- **WHAT TO PRODUCE**: Copy the following lines without any change, starting at the line that contains "car and record integer pixel coordinates." and ending at the line that contains "blue necktie and record integer pixel coordinates.", with both of those lines included.

- **RECORDS TO USE**:
** Begin **

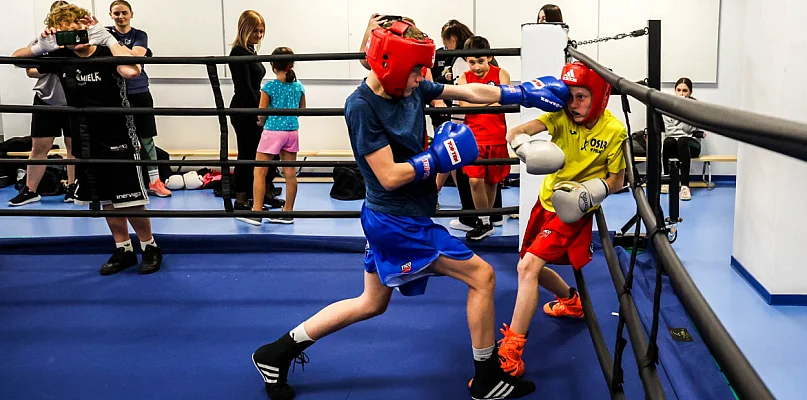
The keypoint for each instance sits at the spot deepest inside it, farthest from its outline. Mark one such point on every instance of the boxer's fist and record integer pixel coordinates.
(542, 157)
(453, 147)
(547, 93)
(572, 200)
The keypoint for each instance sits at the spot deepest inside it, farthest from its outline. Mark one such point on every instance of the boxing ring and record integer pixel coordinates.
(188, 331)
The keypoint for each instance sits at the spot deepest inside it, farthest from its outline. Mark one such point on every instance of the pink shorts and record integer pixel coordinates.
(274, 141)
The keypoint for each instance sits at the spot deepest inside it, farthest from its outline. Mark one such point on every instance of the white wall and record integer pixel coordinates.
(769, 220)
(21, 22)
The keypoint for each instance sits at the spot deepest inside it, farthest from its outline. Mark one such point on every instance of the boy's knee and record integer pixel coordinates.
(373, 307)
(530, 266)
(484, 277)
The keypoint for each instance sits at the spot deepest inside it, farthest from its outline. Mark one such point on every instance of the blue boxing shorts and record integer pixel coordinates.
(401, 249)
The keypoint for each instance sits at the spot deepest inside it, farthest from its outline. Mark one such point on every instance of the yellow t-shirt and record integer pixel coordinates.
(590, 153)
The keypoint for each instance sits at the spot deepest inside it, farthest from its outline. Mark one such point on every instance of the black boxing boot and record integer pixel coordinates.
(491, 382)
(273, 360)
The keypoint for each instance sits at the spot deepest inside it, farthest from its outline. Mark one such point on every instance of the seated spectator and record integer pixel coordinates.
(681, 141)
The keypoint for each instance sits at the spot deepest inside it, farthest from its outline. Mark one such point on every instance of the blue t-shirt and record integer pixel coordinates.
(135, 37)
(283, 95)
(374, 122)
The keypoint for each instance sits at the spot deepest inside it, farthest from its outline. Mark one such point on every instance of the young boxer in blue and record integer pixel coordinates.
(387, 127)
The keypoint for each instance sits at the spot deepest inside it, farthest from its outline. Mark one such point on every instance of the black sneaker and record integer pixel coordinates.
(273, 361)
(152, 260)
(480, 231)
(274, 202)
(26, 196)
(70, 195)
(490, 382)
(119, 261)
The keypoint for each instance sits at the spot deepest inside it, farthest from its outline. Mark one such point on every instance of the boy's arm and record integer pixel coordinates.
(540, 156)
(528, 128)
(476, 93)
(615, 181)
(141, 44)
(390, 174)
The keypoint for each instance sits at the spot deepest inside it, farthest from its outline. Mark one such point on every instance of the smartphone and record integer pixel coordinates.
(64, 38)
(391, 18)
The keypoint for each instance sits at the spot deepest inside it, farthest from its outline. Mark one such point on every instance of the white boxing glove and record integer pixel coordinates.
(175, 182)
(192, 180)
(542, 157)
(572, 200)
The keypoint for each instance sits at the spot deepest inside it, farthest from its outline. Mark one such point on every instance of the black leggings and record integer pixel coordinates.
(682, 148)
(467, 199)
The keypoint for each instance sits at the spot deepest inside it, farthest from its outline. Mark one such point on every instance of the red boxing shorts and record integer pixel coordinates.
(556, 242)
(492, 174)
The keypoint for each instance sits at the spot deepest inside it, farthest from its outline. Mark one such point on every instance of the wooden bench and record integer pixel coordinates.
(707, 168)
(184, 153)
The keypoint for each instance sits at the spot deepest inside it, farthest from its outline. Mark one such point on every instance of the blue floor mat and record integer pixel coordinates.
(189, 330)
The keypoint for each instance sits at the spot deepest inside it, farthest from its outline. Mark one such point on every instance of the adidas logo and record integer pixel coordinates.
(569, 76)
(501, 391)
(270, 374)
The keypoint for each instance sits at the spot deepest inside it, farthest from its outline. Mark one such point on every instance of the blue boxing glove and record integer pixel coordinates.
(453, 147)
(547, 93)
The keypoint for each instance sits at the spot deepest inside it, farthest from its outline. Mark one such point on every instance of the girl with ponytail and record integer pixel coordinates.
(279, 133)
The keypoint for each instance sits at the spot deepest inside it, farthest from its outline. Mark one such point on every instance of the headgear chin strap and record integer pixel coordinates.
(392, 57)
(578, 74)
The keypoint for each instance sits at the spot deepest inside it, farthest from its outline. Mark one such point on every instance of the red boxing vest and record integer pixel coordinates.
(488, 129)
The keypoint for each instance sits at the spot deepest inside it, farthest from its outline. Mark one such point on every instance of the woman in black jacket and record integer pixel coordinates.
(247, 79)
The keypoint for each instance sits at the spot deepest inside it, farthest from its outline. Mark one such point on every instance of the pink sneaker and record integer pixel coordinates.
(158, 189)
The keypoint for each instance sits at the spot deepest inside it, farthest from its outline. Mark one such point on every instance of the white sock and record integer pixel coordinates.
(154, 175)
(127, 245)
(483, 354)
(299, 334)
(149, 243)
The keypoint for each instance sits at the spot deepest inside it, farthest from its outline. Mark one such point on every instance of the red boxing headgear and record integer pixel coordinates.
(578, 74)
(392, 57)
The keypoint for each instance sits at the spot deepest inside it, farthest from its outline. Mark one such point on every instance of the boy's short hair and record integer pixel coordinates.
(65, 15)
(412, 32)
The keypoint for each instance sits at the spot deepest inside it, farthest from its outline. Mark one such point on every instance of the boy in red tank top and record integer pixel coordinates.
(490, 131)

** End **
** Begin **

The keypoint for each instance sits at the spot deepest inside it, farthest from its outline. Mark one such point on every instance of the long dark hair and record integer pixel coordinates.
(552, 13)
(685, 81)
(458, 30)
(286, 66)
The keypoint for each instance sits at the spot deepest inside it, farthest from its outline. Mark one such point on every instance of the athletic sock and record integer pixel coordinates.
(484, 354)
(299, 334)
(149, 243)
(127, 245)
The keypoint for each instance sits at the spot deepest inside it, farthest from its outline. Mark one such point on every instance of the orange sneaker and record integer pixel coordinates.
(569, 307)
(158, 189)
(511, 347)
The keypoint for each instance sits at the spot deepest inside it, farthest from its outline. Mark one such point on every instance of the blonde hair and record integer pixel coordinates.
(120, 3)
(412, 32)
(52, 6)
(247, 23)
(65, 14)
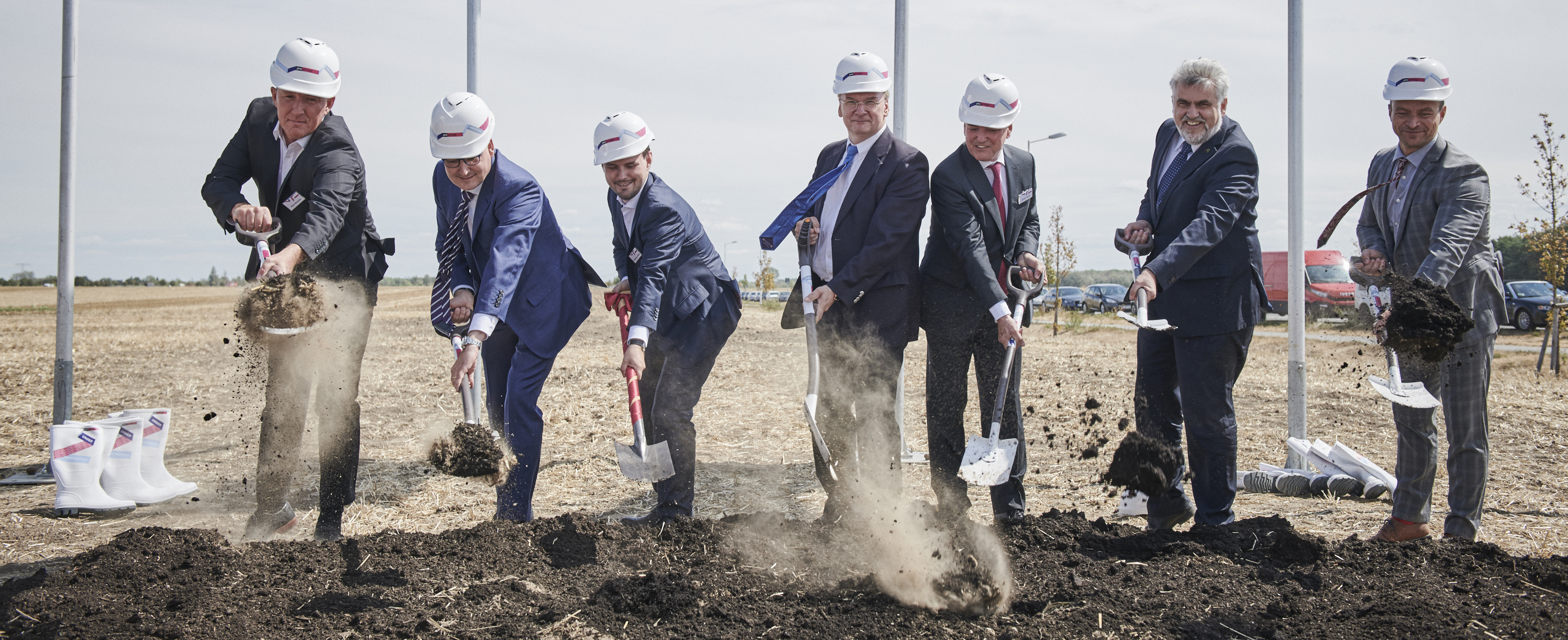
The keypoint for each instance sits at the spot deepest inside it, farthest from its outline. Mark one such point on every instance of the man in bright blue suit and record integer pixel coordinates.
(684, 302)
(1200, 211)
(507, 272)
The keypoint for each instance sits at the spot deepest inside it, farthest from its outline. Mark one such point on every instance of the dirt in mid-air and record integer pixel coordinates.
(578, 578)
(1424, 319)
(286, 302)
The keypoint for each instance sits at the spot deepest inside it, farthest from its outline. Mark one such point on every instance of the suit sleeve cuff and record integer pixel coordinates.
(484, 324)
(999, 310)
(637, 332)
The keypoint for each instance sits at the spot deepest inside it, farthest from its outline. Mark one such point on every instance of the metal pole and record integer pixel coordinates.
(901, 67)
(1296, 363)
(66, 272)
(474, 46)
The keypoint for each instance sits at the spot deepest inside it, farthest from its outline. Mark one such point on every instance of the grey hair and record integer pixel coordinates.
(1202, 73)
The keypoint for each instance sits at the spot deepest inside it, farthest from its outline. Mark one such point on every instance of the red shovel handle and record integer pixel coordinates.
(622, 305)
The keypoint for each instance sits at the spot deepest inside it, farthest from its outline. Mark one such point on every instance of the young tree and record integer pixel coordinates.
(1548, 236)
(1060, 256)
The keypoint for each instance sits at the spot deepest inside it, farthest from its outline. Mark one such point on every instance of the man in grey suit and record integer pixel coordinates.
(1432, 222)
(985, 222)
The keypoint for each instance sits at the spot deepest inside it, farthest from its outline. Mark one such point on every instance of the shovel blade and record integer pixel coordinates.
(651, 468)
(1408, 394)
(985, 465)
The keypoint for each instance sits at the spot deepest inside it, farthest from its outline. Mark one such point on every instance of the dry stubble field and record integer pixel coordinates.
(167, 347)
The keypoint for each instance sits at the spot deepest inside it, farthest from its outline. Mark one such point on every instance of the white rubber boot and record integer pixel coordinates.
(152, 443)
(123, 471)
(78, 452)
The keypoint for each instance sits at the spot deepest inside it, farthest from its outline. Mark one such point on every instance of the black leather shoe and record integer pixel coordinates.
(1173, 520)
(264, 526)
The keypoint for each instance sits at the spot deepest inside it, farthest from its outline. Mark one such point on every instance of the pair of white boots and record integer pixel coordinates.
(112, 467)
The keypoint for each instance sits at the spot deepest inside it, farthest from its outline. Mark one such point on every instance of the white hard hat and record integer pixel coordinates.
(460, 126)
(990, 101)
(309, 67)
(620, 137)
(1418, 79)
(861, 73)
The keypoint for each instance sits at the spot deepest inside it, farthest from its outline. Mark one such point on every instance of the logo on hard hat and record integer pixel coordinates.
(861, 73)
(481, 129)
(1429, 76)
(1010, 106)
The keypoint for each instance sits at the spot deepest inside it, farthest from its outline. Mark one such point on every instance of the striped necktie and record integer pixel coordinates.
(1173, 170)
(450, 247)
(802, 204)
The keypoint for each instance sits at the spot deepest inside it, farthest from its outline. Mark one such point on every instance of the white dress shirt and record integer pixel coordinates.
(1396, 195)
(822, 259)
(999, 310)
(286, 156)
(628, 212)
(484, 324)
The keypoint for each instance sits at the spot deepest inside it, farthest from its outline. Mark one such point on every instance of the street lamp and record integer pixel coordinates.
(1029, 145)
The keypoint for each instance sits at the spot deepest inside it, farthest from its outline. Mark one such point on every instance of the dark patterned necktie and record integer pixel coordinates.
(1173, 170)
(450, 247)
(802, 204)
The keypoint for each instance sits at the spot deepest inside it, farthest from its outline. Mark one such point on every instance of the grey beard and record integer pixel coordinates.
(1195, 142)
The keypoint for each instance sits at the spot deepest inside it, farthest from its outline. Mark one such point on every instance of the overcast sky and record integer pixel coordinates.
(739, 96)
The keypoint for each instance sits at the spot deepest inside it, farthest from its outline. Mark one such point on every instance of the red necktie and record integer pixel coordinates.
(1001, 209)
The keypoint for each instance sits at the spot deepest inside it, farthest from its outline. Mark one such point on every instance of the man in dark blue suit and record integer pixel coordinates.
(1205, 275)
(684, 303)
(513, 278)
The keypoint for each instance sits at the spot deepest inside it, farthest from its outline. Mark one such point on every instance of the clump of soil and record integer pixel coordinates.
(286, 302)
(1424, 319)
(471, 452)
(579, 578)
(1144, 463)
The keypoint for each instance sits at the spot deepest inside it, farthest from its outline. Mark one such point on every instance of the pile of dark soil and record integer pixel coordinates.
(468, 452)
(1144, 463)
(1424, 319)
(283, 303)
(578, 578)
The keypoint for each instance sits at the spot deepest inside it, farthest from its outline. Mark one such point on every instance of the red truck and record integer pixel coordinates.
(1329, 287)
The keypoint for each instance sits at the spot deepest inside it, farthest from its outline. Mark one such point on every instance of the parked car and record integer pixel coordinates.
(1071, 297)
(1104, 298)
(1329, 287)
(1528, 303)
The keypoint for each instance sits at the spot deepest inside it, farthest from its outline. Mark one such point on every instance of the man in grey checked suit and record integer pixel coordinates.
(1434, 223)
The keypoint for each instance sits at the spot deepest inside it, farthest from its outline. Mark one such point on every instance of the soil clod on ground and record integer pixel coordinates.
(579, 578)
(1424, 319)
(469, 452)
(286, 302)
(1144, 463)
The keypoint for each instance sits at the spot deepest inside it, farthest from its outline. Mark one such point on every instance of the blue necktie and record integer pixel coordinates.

** End **

- **RESPONSE TO THIS EXERCISE**:
The keypoint for each instance sits at the spot deepest inside it, farthest from its outline. Mark one such point on every instance of the parked car and record integer pixel coordinates.
(1071, 297)
(1104, 298)
(1329, 287)
(1528, 303)
The keypoint for each instance sits at the spot deepest inside it, farthest from its outline. Mark one such point on every instance of the man in grey checked suit and record integer pixel coordinates.
(1434, 223)
The keypoint for each instance sits at the spot deepest inside it, farthest from its outline. Mark one such point on every instance of the soil clod on ground and record integer pixel coordinates.
(579, 578)
(1424, 319)
(469, 452)
(286, 302)
(1144, 463)
The keypoint for each instance sits at the spot deepest inside it, farthest from its outline. Mark one such point on every instance of the blue necktie and record integer pixel coordinates.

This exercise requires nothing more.